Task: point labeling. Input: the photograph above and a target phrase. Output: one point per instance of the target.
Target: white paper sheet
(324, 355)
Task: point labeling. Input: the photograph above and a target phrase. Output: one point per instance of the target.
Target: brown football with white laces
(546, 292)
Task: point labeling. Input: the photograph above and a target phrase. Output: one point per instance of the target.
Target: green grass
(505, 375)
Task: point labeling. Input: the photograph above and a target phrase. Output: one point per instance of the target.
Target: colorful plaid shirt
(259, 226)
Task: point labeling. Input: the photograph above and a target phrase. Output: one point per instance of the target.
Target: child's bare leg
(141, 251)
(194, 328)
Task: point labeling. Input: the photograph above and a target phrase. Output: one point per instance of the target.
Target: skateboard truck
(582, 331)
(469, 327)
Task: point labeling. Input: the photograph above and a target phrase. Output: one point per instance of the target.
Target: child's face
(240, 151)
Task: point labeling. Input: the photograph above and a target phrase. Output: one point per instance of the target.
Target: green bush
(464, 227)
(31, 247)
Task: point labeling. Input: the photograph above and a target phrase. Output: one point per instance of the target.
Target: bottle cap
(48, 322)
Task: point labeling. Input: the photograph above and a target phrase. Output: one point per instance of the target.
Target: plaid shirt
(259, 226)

* * *

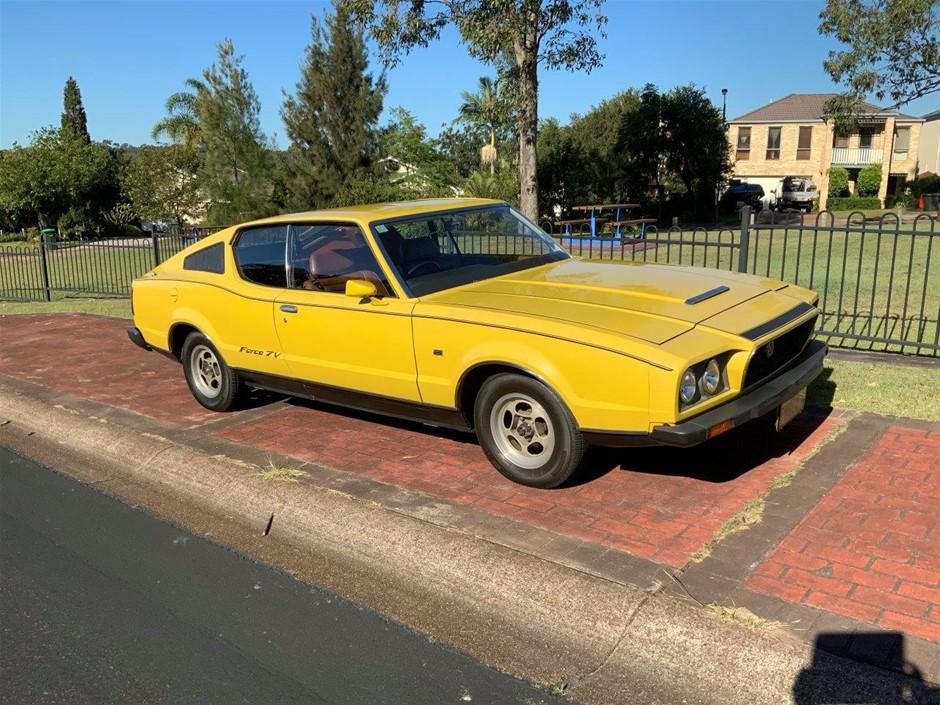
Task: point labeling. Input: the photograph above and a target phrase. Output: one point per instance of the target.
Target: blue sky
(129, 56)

* * *

◆ **Instruction**
Gather each line from the items above that contains the string "plaid" and copy those lines in full. Case counts, so match the string only where its capitalization is identical.

◆ **Solved exercise**
Target: colorful plaid shirt
Target: plaid shirt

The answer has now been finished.